• [Data for the task]:
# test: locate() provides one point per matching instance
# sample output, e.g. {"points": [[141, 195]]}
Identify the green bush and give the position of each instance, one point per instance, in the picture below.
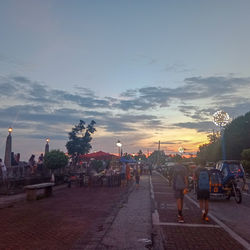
{"points": [[55, 159]]}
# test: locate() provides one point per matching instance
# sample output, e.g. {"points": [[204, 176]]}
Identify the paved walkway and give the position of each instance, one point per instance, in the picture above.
{"points": [[110, 219], [194, 233], [132, 226]]}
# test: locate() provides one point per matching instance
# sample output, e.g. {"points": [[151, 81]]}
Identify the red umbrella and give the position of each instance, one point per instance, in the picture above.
{"points": [[100, 155]]}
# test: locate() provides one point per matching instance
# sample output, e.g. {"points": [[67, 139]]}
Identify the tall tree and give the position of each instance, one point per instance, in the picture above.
{"points": [[80, 138]]}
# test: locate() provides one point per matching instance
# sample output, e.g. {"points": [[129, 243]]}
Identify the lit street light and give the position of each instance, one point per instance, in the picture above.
{"points": [[119, 145], [8, 149], [47, 146]]}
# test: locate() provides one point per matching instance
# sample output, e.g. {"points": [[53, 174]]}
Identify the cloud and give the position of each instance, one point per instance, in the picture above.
{"points": [[199, 126], [31, 104]]}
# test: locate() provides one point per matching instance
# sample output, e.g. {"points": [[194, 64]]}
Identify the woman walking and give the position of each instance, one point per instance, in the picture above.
{"points": [[137, 176]]}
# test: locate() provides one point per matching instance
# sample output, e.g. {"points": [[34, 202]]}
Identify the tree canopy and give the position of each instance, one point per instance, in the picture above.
{"points": [[80, 138], [236, 138], [55, 159]]}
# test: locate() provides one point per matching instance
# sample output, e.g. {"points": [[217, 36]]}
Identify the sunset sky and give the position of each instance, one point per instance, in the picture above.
{"points": [[143, 70]]}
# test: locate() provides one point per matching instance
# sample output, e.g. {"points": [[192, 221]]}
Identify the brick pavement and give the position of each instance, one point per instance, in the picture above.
{"points": [[70, 219], [194, 233], [132, 227]]}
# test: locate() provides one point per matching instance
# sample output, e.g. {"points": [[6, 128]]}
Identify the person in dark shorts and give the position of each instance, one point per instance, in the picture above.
{"points": [[137, 176], [202, 176], [180, 182]]}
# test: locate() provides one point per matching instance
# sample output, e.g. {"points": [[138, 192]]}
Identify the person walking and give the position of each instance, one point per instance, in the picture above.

• [Aim]: The records above need to be given again exactly. Omit the pictures.

• [Solution to this task]:
# test: locate() provides one point per matching instance
# sample output, e.g. {"points": [[141, 195]]}
Identify the green bush and give the position of each instance, one point per instance, in the picture below.
{"points": [[55, 159]]}
# test: locate() provides one point per matching instance
# sample output, e.g. {"points": [[204, 176]]}
Identify the paved walkway and give the position of each instance, one point per instance, in the picture above.
{"points": [[110, 219], [194, 233], [132, 226]]}
# test: locate() provides one point per matching instance
# sample output, e.g. {"points": [[151, 81]]}
Identify the red umbrella and give the position of each instance, one point per instance, in the picture above.
{"points": [[100, 155]]}
# test: locate() provides one point per matching instance
# sample output, e.g. {"points": [[67, 139]]}
Identify the tall tree and give the position of each instance, one point per instance, in the picture above.
{"points": [[80, 138]]}
# test: locate() provides one point per matching instance
# sample output, e.g. {"points": [[129, 243]]}
Identify the lit street light and give the position of each instance, one point per instance, in the picture above.
{"points": [[119, 145], [8, 149], [47, 146]]}
# test: locate() provides one point per matching instance
# sample output, e.g. {"points": [[53, 174]]}
Identify the cloud and give the position of each instance, one point per instance, in the picture above.
{"points": [[199, 126], [31, 104]]}
# test: locate() provides one point per matching instance
# sample output, e.g. {"points": [[194, 64]]}
Identify the woman walking and give the position of each instance, one point per instance, in the picture above.
{"points": [[137, 176]]}
# test: locate() provides one point per matching instance
# sample output, e.g. {"points": [[34, 202]]}
Identify the tree canopy and give the position of each instance, one point per instance, in the picture above.
{"points": [[80, 138], [236, 138], [55, 159]]}
# test: locate() provides one point per matching instance
# sample output, e.g. {"points": [[217, 36]]}
Identify the sunset sky and give the position of each instance, one point per instance, in the picture above.
{"points": [[143, 70]]}
# test: locate() provides one point per matching instance
# sample output, e.g. {"points": [[192, 221]]}
Identify the brick pavement and give the position of each instance, one point per instance, in the picture above.
{"points": [[70, 219], [194, 233], [132, 227]]}
# test: locate() provides one point per matching instance
# sample output, e.g. {"points": [[6, 128]]}
Identify the person in dark shorts and give the position of each instance, one point per instance, in the picture above.
{"points": [[137, 176], [202, 176], [180, 182]]}
# test: locate() provides one point per matching instance
# sample output, e.g. {"points": [[138, 192]]}
Identify the person walking and give the position of each instance, one point per instance, in the picture above.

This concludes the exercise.